TASKS:
1. According to the IMP compiler documentation, what effect does the -NOCHECK option have?
2. Set down part of the IMP compiler documentation word for word, beginning at the words "Unless otherwise directed, the" and stopping after "a command verb.".
3. Carry the IMP compiler documentation further, picking up after its final sentence.

Unless otherwise directed, the Compiler generates an object file with the same
name as the source file and extension MOB (for Motorola object). The object
file is eligible for execution by citing the name as a command verb.

For example, the system command IMP MYFIRST calls for the source file "MYFIRST"
(no extension) to be compiled as an IMP program, creating the file
"MYFIRST.MOB". On successful completion of the compilation, the command
"MYFIRST ...." becomes available as a command, and causes the object program to
be loaded and entered.

\section{Options}
There are a number of options affecting the way in which the Compiler processes
the source program. Modifications to the default selections may be requested by
including appropriate keywords in the parameter string. These are introduced by
a dash (minus).

The main options are given below. Those not yet implemented are marked with an
asterisk, and those only partially implemented with a query. In the case of the
yes/no options, the option is suppressed by selecting the keyword prefixed with
"NO".

Source listing control:

\small\tt \begin{verbatim}   -LFILE=<filename>   send listing to specified file
                       (extension LIS added)
   -LFILE=LP:          send listing to network printer
   -LIST               produce source file listing
                       -- if no LFILE specified, then to
                       a file with same name as source
                       and extension LIS added
   Default: -NOLIST

   -LOG                output statistics indicating number of statements,
                       atoms per statement, identifiers per statement,
                       time taken, etc.
   Default: -NOLOG
\end{verbatim}\rm  \normalsize 
Object program control:

\small\tt \begin{verbatim}   -OFILE=<filename>   produce object file with specified name
                       (extension MOB added)
   -OFILE=:N           do not produce object file

 Default: produce object file with same name as source and extension MOB

   -FORCE              produce object file even if program faulty

 Default: -NOFORCE
\end{verbatim}\rm  \normalsize 
 Run-time checks:
\small\tt \begin{verbatim}  ?   -ASS       include unassigned check on full integers
  ?   -STRASS    include unassigned check on strings
  ?   -SASS      include unassigned check on shorts
  ?   -BASS      include unassigned check on bytes

      -ARR       include array bound checking
  *   -LOOP      include %for loop check
  *   -OVER      include overflow check
  *   -CAP       include capacity checking
\end{verbatim}\rm  \normalsize 
 Default: -ASS-STRASS-NOSASS-NOBASS-ARR-LOOP-OVER-CAP
\\ {\hspace*{0.7 in}} -NOCHECK has the effect of suppressing all checks


 Run-time diagnostics:

\small\tt \begin{verbatim}      -DIAG         include line-number updating for diagnostics
      -TRACE        generate code which allows the program to
                    be executed one line at a time under the
                    control of the Software Front Panel
  Default: -DIAG-NOTRACE
\end{verbatim}\rm  \normalsize 

\section{Language facilities}
The language implemented is as defined in the Departmental Report "The IMP77
Language" (3rd Edition), with the exceptions noted below. Reals are limited to
32-bits and are implemented by software.

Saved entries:
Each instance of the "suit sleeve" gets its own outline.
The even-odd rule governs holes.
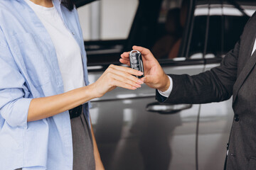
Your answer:
[[[156,98],[169,103],[206,103],[228,100],[233,95],[237,79],[240,41],[224,57],[220,66],[194,76],[169,76],[173,79],[173,90],[168,98],[156,91]]]
[[[247,21],[240,40],[225,56],[220,66],[194,76],[170,74],[173,79],[173,90],[170,96],[164,98],[156,91],[156,98],[161,103],[173,104],[206,103],[230,98],[238,76],[240,42],[248,36],[247,30],[255,22],[255,17],[256,12]]]
[[[0,52],[0,129],[4,123],[26,128],[31,98],[1,28]]]

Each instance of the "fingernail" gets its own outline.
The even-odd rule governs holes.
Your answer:
[[[138,80],[138,82],[139,82],[140,84],[144,84],[143,81],[142,81],[142,80],[140,80],[140,79]]]
[[[136,84],[136,86],[137,86],[137,88],[142,87],[142,86],[141,86],[140,84]]]

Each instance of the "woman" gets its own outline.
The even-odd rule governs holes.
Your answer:
[[[86,63],[72,1],[0,1],[0,169],[104,169],[87,102],[142,73],[110,65],[89,85]]]

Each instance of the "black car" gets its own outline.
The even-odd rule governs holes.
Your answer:
[[[76,5],[93,83],[132,45],[150,49],[166,74],[196,74],[219,65],[256,9],[253,0],[102,0]],[[223,169],[231,99],[159,104],[155,90],[117,88],[92,101],[106,169]]]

RESULTS:
1. It suppresses all run-time checks.

2.
Unless otherwise directed, the Compiler generates an object file with the same
name as the source file and extension MOB (for Motorola object). The object
file is eligible for execution by citing the name as a command verb.

3.
Features of IMP77 which are not valid in IMP80 (EMAS IMP) and conversely, or
which are peculiar to this implementation, are reported as 'non-standard'
(warning only). However, this warning is not produced for the following widely
used IMP77 facilities, even though they are not available in IMP80:

{\hspace*{0.5 in}} \%shortintegers, \%predicates, \%else \%if,
\\ {\hspace*{0.5 in}} the operator mod-sign,
\\ {\hspace*{0.5 in}} initialisation of dynamic variables to literal values
\\ {\hspace*{0.5 in}} (but initialisation to non-literal values is flagged).

\subsection{Not yet implemented}
Omissions in current release -- to be added:

 . full diagnostics and \%monitor

 . procedures as parameters

 . NEW and DISPOSE

 . \%string(*)\%array\%name variables


\subsection{Variant features}
{\hspace*{0.3 in}} . \%continue is interpreted as a return to the start of a loop so
\\ {\hspace*{0.5 in}} that it by-passes any \%until test on the \%repeat

{\hspace*{0.3 in}} . \%array \%name parameters must have bounds specified in the declaration
\\ {\hspace*{0.5 in}} in one of the following ways:

{\hspace*{0.8 in}} all literal bounds {\hspace{0.9 in}} eg \%byteintegerarrayname A(0:31)
\\ {\hspace*{0.8 in}} one or more indefinite bounds eg \%integerarrayname B,C(1:*)

{\hspace*{0.5 in}} [Note that in the second example, all actual parameters for B,C
\\ {\hspace*{0.5 in}} must have the same upper bound. Cf B(1:*),C(1:*)]

{\hspace*{0.5 in}} The Vax IMP form in which the keyword \%array is followed by the
\\ {\hspace*{0.5 in}} number of dimensions in parentheses is also accepted:

{\hspace*{0.5 in}} eg \%integerarray(1)\%name A == \%integerarrayname A(*:*)
\\ {\hspace*{0.7 in}} \%shortarray(2)\%name B {\hspace{0.3 in}} == \%shortarrayname B(*:*,*:*)

{\hspace*{0.5 in}} However, if this form is used, the number must be included even
\\ {\hspace*{0.5 in}} for the one-dimensional case (cf Vax IMP which allows omission
\\ {\hspace*{0.5 in}} in this case).

{\hspace*{0.3 in}} . the low-level pointer-relative facility (see Section 9) differs from
\\ {\hspace*{0.5 in}} the version of this implemented in the current Vax compiler


\subsection{Omissions and restrictions}
{\hspace*{0.3 in}} . \%name \%function as variant for \%map is not supported

{\hspace*{0.3 in}} . \%on \%event * as a way of trapping all events is not supported

{\hspace*{0.3 in}} . line-breaks following \%and and \%or are not ignored

{\hspace*{0.3 in}} . there is no built-in function TYPEOF

{\hspace*{0.3 in}} . untyped \%name parameters are usable only to supply an address,
\\ {\hspace*{0.5 in}} not type or length information; the built-in function SIZEOF
\\ {\hspace*{0.5 in}} is not applicable to such parameters

{\hspace*{0.3 in}} . the Compiler is stricter about the ordering of statements
\\ {\hspace*{0.5 in}} than the Vax IMP Compiler. The normal ordering in any block
\\ {\hspace*{0.5 in}} should be declarations, then event trap if any, then instructions.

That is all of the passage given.